§ **SOURCE MATERIAL**:
>> BEGIN

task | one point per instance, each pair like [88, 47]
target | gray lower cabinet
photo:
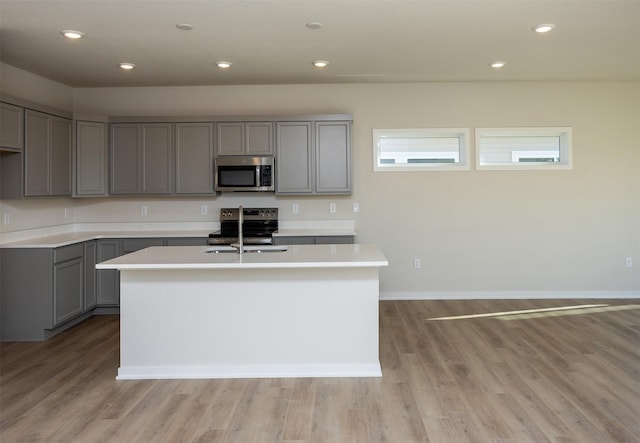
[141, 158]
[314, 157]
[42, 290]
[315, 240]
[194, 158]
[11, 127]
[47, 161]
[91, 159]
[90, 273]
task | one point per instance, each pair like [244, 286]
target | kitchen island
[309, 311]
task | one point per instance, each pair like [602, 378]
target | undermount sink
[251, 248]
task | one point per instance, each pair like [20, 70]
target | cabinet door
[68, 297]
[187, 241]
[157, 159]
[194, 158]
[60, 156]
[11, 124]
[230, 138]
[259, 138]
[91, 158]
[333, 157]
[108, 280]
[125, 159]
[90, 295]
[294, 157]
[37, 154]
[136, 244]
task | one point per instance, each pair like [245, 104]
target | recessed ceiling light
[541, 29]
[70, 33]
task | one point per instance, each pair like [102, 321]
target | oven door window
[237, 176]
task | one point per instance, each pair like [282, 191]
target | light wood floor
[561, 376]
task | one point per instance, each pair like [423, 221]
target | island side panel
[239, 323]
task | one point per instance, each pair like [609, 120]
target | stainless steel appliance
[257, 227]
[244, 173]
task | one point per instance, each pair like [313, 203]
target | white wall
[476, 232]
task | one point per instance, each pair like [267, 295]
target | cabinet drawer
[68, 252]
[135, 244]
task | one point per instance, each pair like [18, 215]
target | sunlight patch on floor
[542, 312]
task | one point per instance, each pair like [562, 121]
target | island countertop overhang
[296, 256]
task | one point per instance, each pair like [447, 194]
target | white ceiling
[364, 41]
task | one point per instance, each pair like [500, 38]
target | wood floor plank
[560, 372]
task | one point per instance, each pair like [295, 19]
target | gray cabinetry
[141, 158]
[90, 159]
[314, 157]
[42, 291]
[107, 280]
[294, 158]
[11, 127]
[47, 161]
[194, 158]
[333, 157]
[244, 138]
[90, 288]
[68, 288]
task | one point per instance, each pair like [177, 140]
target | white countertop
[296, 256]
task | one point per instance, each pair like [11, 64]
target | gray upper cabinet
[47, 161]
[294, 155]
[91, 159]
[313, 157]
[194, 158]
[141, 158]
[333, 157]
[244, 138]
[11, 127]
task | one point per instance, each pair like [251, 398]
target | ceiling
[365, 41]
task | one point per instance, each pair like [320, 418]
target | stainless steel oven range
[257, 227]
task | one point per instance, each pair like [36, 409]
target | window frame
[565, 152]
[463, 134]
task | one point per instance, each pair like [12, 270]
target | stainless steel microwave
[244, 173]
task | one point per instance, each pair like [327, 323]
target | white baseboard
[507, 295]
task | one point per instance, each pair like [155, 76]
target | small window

>> END
>> BEGIN

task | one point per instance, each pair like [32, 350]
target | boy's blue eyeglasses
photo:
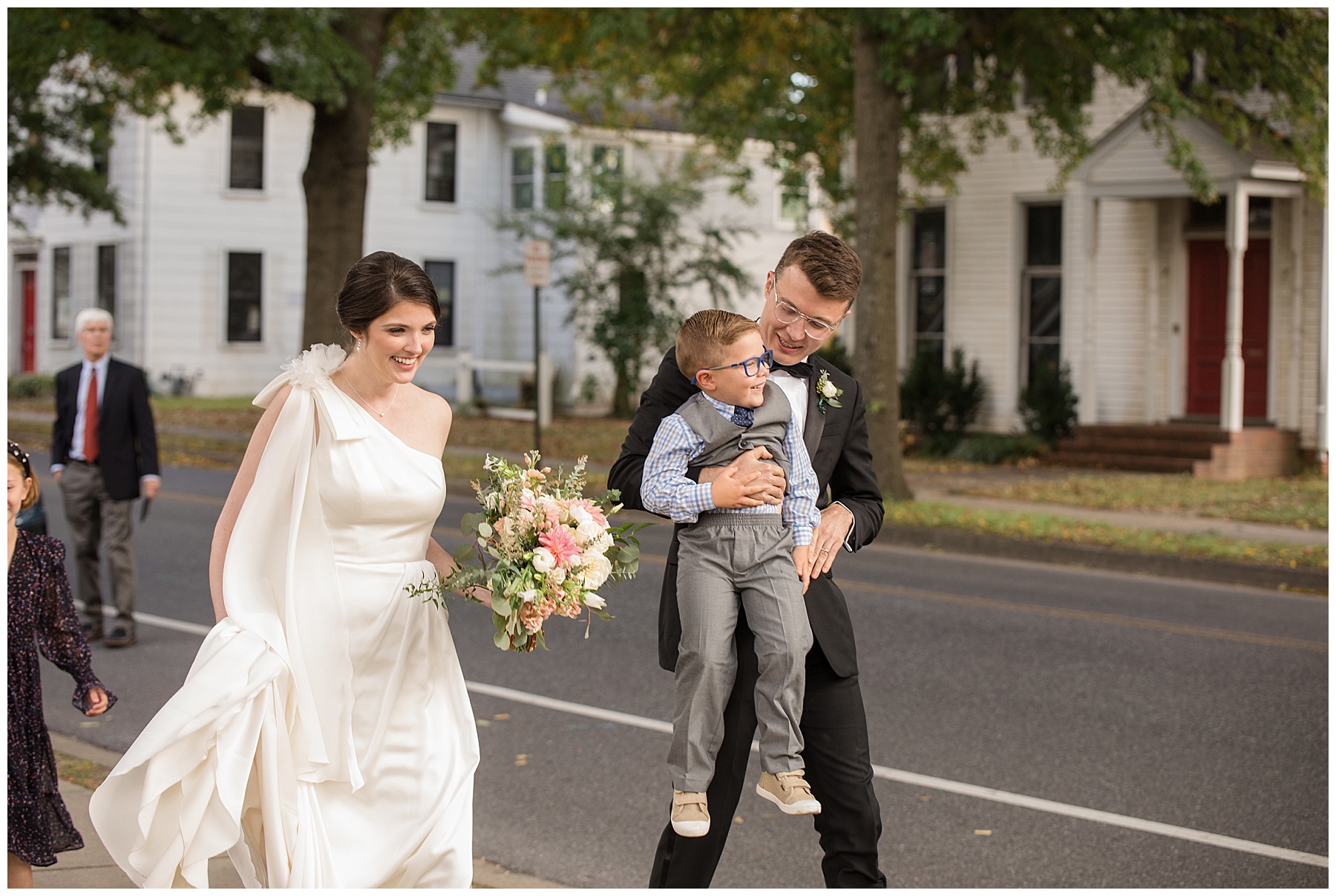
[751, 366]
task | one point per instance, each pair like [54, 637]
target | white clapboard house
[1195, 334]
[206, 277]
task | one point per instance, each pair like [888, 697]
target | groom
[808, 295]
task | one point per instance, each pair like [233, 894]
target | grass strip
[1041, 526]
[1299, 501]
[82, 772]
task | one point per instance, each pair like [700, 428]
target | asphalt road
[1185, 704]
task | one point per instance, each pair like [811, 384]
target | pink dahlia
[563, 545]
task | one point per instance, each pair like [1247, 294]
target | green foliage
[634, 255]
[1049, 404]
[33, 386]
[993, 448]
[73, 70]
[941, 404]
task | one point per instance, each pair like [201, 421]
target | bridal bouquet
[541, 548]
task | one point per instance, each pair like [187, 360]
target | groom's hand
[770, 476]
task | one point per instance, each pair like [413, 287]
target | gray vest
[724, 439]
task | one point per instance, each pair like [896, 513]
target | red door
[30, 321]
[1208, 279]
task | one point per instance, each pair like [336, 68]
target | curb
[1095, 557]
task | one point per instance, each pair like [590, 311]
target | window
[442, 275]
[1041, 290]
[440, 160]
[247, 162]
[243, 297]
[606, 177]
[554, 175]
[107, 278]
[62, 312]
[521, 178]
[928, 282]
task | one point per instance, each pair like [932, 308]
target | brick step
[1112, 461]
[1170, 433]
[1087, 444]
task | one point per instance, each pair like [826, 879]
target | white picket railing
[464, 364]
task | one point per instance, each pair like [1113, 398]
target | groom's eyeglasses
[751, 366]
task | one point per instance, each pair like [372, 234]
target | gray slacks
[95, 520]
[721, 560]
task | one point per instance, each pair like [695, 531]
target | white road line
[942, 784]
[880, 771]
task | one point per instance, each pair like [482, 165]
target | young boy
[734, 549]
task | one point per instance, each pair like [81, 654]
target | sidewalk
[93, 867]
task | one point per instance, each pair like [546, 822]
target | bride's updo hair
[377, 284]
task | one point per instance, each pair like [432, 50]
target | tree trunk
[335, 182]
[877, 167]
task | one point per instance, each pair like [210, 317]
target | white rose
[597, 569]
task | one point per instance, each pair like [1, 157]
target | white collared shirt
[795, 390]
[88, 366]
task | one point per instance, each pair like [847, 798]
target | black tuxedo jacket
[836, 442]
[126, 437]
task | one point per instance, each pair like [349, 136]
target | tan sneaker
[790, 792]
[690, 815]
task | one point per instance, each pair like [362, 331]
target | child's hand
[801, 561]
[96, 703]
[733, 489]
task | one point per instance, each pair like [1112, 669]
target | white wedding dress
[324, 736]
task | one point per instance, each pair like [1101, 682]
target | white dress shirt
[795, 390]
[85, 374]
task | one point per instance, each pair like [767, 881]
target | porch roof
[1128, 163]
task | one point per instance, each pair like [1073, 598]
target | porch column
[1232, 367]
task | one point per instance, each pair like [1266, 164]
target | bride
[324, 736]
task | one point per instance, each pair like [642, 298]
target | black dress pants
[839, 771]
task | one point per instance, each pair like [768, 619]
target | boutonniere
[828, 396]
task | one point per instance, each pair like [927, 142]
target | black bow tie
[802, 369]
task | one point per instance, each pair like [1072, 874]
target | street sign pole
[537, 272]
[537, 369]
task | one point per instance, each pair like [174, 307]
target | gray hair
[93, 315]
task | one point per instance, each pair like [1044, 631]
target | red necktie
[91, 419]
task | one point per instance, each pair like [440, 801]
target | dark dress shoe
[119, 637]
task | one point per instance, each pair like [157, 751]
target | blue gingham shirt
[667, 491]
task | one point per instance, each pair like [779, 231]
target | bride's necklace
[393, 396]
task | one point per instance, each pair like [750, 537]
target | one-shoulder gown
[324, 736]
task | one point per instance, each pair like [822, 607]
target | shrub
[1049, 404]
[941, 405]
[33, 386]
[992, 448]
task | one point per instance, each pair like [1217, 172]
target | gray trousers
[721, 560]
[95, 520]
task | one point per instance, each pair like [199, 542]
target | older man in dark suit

>> END
>> BEGIN

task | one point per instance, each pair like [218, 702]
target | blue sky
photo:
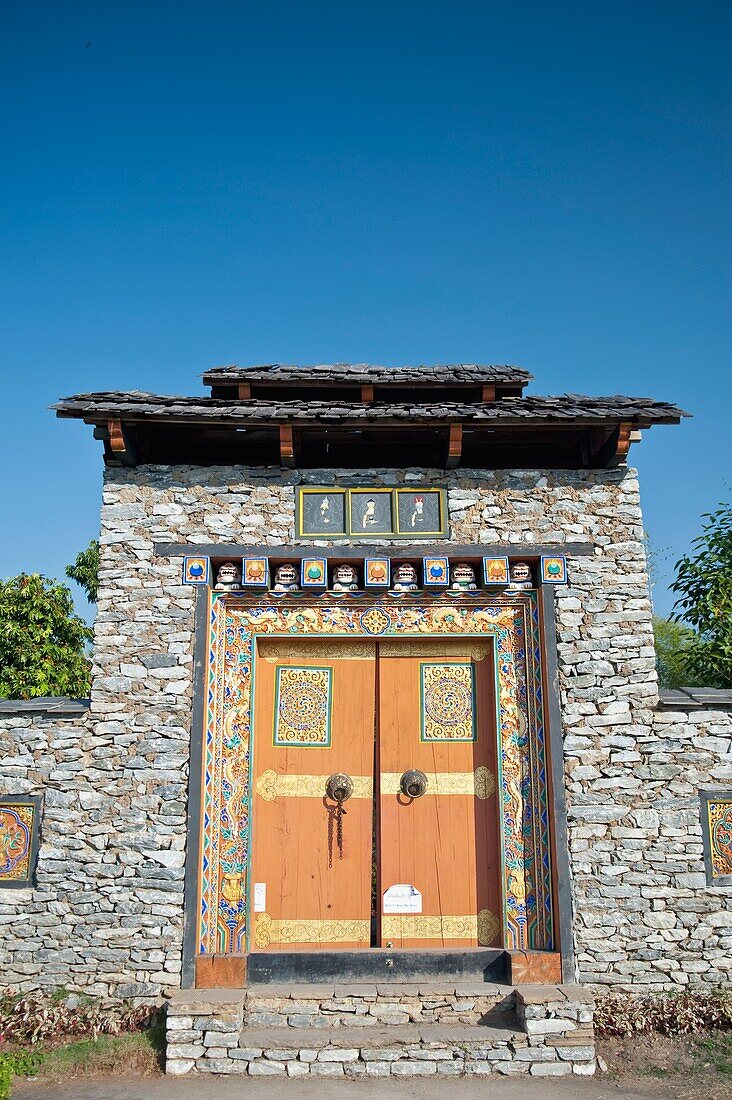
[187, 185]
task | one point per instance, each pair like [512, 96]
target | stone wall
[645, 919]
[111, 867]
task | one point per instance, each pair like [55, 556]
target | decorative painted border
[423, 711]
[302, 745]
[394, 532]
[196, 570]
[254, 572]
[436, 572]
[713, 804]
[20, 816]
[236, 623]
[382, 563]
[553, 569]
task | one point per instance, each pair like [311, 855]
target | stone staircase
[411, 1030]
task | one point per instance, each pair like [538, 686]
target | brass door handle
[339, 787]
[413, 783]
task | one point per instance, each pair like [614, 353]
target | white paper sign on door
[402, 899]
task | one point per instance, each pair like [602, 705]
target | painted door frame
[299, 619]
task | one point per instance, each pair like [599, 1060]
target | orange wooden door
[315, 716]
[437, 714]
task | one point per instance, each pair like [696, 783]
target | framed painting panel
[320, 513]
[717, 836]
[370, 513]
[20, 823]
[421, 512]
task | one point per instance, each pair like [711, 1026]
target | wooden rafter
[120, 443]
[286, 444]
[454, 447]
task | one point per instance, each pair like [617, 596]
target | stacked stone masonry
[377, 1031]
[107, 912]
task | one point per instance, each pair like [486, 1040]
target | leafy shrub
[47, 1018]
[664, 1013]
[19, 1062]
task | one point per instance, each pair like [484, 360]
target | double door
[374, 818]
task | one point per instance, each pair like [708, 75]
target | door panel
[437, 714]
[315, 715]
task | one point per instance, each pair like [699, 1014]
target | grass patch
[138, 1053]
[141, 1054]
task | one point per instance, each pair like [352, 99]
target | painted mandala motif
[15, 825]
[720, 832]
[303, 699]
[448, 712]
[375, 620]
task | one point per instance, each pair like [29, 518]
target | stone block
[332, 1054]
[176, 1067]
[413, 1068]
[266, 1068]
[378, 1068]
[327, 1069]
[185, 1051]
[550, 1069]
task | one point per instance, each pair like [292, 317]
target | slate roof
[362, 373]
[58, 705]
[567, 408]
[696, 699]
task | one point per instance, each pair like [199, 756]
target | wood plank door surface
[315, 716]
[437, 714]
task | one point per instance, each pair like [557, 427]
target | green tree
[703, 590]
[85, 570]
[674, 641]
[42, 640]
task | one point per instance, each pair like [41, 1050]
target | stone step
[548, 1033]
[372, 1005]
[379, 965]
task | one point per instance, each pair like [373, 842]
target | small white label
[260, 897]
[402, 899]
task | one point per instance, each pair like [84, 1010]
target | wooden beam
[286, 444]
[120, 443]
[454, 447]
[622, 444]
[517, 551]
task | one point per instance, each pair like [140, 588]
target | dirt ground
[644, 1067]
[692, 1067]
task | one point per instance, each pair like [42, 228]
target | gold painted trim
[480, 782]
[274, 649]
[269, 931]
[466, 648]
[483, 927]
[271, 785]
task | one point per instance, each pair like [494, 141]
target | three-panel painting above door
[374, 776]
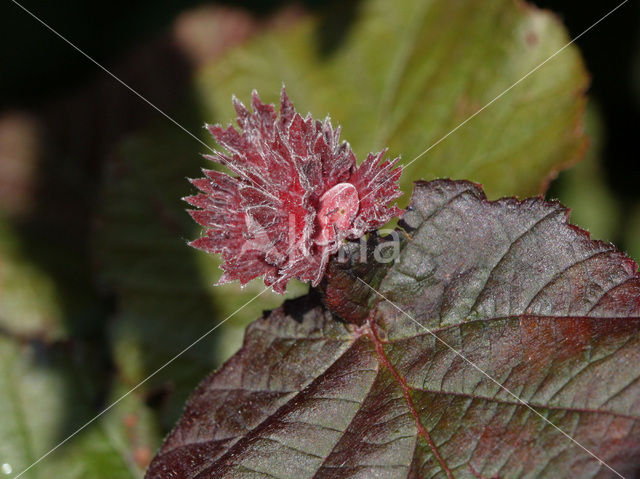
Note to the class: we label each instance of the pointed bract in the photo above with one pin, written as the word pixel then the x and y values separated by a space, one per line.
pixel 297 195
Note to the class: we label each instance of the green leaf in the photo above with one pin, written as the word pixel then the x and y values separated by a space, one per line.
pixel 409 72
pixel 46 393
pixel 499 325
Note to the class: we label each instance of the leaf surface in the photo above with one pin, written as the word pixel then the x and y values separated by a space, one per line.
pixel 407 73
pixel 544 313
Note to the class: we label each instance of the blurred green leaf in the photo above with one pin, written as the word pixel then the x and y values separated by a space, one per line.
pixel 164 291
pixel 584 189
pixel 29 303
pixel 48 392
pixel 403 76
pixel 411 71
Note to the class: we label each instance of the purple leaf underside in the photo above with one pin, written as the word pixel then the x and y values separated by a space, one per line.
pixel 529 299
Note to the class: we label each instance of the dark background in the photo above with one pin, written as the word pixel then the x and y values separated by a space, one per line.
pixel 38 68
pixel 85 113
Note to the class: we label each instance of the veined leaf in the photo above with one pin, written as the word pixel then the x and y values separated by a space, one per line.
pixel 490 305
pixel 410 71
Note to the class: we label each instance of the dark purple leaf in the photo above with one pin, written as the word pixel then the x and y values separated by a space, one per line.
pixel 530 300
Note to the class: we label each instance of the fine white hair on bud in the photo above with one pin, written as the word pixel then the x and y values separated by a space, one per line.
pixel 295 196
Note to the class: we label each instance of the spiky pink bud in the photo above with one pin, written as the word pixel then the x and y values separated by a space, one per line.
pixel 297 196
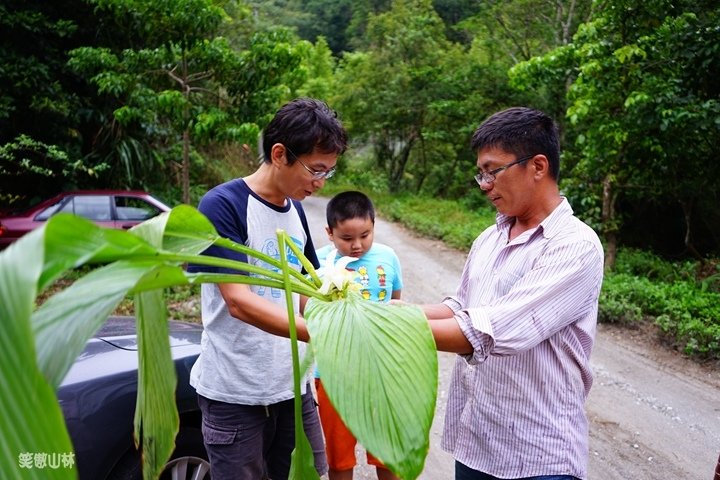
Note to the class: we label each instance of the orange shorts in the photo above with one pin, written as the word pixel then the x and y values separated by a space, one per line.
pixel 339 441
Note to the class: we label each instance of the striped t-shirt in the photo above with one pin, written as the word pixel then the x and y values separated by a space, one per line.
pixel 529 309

>> END

§ **DO THIS**: Find each line in the material above that contains the word "wooden" and copy those lines out.

§ **SOLUTION TO THE PROBLEM**:
target | orange wooden door
target | wooden rafter
target | wooden beam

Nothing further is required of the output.